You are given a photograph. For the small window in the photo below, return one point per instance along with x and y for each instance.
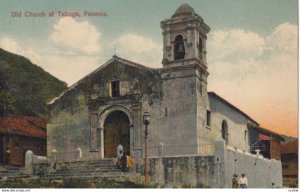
(115, 88)
(17, 144)
(224, 132)
(42, 148)
(200, 45)
(208, 118)
(179, 50)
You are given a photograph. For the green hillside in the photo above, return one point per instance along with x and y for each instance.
(24, 87)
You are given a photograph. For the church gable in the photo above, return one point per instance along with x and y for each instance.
(116, 78)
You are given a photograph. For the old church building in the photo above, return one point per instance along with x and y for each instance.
(195, 137)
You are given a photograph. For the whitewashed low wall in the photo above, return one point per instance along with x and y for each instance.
(261, 172)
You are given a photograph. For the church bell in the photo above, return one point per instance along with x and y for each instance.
(180, 48)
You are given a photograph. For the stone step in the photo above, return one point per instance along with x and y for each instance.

## EXERCISE AIM
Turn all of the rows above into a numbered list with no blank lines, and leave the pictures out.

## OUTPUT OF THE TASK
1. You are given a photograph. For the small window in the photo below, return one point per instance along with x and y for each instance.
2. (115, 88)
3. (17, 144)
4. (224, 132)
5. (42, 148)
6. (200, 45)
7. (208, 118)
8. (179, 50)
9. You are given a photograph. For the green hillside in the photo above, return one point per instance along with x and y for each instance.
10. (24, 87)
11. You are given a photograph. For the church gable in the photo above, return one point per instance along with x and y for each instance.
12. (116, 78)
13. You are given a photograph. For the old church building in the photo above, return one point per instance along with x and y for each instance.
14. (195, 137)
15. You are given a photograph. For the whitewashed low wall in the photo above, return one point per instance along with x and y for each instance.
16. (261, 172)
17. You are given a photograph. For the church bell in the photo above, return one point per instance along with x and y for each instance.
18. (180, 48)
19. You are given a photograph. For the stone step in the photo above, return one point per instance along with x and y for each instance.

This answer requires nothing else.